[Start Data in this exercise]
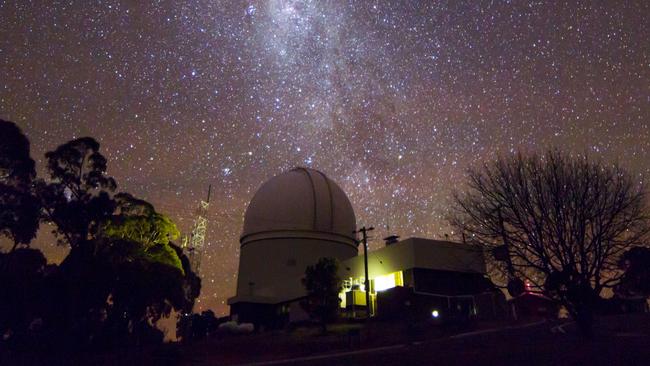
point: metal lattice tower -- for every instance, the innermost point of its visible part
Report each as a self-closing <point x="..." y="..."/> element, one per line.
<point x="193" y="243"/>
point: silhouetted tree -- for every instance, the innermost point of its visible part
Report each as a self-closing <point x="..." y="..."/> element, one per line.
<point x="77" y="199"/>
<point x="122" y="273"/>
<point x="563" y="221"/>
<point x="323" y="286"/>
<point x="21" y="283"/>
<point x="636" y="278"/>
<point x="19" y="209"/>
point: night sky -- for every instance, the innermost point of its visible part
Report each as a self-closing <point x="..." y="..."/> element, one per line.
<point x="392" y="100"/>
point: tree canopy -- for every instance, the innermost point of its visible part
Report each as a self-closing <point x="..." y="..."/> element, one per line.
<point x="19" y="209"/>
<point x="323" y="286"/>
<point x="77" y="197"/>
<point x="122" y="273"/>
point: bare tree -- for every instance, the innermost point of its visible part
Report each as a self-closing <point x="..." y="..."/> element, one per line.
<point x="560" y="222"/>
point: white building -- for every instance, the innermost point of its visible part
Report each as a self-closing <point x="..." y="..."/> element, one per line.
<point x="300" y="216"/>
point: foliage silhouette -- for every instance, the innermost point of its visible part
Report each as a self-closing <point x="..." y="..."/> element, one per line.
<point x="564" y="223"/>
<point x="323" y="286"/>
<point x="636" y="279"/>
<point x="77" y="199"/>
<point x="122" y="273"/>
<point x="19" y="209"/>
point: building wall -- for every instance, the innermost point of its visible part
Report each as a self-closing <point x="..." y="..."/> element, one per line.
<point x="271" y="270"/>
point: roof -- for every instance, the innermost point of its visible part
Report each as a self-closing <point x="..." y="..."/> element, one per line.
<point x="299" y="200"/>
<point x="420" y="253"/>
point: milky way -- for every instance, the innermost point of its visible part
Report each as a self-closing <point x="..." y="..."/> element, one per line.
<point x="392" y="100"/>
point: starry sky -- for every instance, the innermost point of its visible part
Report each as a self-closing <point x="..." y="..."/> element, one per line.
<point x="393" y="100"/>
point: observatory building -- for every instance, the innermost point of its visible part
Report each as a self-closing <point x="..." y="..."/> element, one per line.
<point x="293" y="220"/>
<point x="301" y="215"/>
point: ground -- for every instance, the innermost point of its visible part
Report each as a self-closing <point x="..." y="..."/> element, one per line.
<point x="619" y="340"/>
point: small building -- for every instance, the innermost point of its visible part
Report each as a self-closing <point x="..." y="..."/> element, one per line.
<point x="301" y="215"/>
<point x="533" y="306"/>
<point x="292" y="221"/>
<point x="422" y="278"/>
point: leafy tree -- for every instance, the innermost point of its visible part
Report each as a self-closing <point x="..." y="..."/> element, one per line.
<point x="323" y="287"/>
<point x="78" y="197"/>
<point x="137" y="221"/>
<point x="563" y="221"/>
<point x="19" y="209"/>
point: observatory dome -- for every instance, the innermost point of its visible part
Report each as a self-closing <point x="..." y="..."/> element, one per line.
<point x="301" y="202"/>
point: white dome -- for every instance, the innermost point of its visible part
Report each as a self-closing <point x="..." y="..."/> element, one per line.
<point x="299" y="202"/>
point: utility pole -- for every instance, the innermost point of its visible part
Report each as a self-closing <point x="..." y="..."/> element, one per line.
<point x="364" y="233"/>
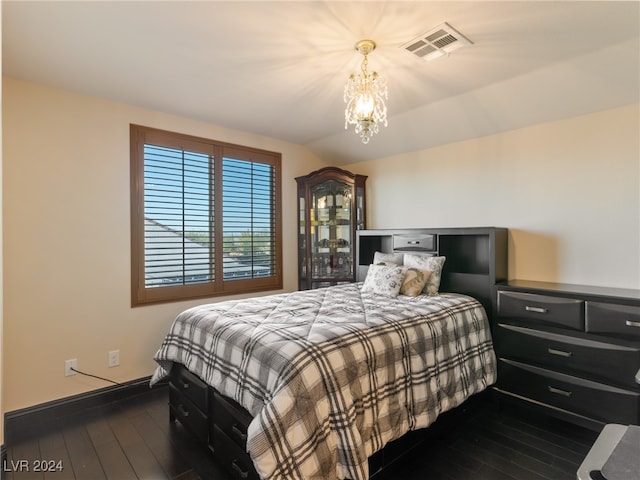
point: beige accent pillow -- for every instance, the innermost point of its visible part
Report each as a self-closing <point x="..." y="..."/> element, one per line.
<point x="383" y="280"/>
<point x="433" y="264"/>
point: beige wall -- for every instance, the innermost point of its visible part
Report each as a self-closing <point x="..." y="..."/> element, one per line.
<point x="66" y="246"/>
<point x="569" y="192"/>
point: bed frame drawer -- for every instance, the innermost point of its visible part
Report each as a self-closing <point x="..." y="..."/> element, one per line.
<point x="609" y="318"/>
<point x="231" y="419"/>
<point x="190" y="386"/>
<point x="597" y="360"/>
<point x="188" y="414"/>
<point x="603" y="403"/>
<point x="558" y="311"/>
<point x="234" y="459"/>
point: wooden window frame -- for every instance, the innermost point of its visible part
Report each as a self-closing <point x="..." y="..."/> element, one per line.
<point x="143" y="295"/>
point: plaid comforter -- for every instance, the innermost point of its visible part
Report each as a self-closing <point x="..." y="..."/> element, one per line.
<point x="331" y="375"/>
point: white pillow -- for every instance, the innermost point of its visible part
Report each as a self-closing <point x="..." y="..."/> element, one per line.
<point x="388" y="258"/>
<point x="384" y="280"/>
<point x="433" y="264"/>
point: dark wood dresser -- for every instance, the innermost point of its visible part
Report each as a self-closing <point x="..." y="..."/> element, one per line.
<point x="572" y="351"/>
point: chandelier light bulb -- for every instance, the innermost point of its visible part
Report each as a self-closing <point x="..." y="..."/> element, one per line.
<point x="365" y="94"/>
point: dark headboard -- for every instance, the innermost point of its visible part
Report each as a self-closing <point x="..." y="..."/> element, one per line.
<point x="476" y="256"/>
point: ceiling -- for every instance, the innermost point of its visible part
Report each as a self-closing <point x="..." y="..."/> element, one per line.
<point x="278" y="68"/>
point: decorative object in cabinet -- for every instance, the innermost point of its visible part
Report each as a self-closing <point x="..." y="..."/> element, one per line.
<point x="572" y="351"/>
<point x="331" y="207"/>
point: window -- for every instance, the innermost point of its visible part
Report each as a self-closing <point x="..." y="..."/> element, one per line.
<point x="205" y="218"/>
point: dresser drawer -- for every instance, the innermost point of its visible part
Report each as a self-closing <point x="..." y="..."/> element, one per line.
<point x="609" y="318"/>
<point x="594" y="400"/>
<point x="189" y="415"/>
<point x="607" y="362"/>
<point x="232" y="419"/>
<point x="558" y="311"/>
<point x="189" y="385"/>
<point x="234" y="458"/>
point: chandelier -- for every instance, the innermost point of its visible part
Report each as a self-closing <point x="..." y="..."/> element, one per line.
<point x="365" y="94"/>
[End Data in this exercise]
[Start Data in this exercise]
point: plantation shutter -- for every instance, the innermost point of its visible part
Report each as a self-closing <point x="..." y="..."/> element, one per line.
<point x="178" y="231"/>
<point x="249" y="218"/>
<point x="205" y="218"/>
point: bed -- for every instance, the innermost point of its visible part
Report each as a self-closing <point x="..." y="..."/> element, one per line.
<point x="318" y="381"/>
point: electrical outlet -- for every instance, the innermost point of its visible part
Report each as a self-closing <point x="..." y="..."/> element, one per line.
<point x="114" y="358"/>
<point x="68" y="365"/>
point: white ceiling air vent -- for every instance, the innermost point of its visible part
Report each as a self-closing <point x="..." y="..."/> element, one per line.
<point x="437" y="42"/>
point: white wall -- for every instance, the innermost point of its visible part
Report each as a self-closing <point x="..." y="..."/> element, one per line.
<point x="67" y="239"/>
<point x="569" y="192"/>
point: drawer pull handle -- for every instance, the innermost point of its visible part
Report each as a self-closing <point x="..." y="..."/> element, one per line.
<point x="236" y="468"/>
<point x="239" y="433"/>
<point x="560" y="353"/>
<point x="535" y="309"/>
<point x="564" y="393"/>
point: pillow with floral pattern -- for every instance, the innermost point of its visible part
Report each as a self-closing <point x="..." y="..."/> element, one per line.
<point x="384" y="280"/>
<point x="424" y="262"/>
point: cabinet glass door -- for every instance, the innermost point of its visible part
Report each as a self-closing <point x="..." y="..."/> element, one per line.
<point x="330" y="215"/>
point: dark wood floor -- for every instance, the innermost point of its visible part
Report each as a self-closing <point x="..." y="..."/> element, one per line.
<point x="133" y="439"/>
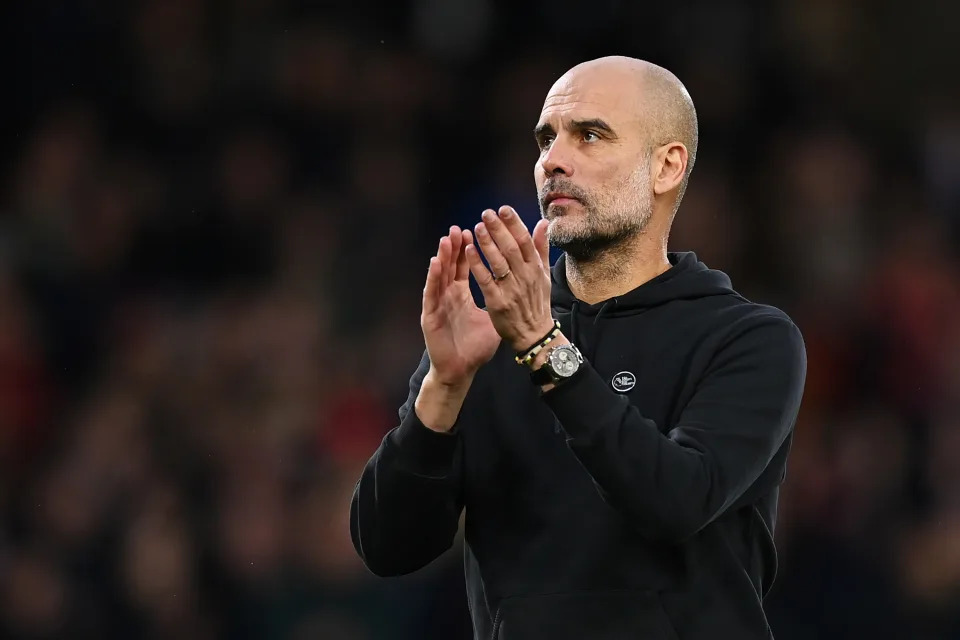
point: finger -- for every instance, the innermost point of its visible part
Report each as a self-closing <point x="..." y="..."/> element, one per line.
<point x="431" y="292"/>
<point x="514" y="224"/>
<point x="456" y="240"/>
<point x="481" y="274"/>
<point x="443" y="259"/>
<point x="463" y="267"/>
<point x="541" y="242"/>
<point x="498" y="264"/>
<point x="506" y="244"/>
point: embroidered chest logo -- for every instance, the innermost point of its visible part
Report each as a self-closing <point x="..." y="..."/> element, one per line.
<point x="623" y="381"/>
[End Data in this exercise]
▶ Your task:
Please tally the lines in the entries above that contain the string "drawer", treating uppercase and lowercase as different. Reply with the number alone.

▶ Response to the exercise:
3